- EXERCISE REQUIREMENTS -
- A) In the movie roundup, retype the passage from "4. Tomorrowland" up to and including "to think about.".
- B) According to the movie roundup, what does Bruce Willis's character own in Vice?

- PAGE EXTRACT -
⟨
Hackers praised the accuracy, but they still think Anonymous masks are ominous and cool. But do you know what isn’t accurate? The notion that the Adonis-like Chris Hemsworth could convincingly play a hacker. Get back to me after you deprive Hemsworth of Vitamin D and pump him full of Mountain Dew Code Red. (Which, come to think of it, is a decent title for a sequel.)
4. Tomorrowland
Director Brad Bird brings us another stunning visual feast, but it’s just so darn optimistic and wishy-washy that you can’t help but hate it.
It’s sweeping and whimsical and very long. The highwire swirl of comic book action feels kind of like 60 2-minute trailers for a way better movie that never materializes. Tomorrowland gives you plenty to look at, but leaves you with nothing to think about.
3. Vice
Maybe Bruce Willis had to pay some country club annual dues.
He stars in the film as a businessman who owns an exclusive island resort stocked with robots. His super-rich clients can “live our their wildest fantasies,” which are pretty much bad violence and sex, but – gasp – one of the robots becomes self-aware!
⟩
- RECORD EXTRACTS -
⟨
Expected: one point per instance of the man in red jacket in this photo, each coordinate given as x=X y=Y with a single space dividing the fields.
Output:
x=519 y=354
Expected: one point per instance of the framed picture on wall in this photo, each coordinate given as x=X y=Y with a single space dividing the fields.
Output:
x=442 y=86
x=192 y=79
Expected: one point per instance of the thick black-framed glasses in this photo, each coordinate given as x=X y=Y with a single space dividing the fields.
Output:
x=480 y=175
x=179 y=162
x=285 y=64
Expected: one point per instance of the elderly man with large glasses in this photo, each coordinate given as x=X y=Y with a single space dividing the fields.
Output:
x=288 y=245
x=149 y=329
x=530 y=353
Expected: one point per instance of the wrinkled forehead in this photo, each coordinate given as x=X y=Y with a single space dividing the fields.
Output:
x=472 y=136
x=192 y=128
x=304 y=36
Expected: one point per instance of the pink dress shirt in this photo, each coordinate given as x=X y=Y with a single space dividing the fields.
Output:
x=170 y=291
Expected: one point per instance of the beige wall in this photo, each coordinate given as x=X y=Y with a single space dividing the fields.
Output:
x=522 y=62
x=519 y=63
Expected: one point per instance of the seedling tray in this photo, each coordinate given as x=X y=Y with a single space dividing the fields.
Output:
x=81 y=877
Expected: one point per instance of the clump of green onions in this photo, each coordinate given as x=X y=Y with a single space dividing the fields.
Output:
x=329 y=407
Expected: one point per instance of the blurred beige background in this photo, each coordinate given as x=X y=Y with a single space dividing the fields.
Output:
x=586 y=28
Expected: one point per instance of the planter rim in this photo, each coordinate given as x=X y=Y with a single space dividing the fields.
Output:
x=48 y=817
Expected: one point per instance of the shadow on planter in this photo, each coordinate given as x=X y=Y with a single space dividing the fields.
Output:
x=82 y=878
⟩
- ANSWERS PROVIDED -
- A)
4. Tomorrowland
Director Brad Bird brings us another stunning visual feast, but it’s just so darn optimistic and wishy-washy that you can’t help but hate it.
It’s sweeping and whimsical and very long. The highwire swirl of comic book action feels kind of like 60 2-minute trailers for a way better movie that never materializes. Tomorrowland gives you plenty to look at, but leaves you with nothing to think about.

- B) An exclusive island resort stocked with robots.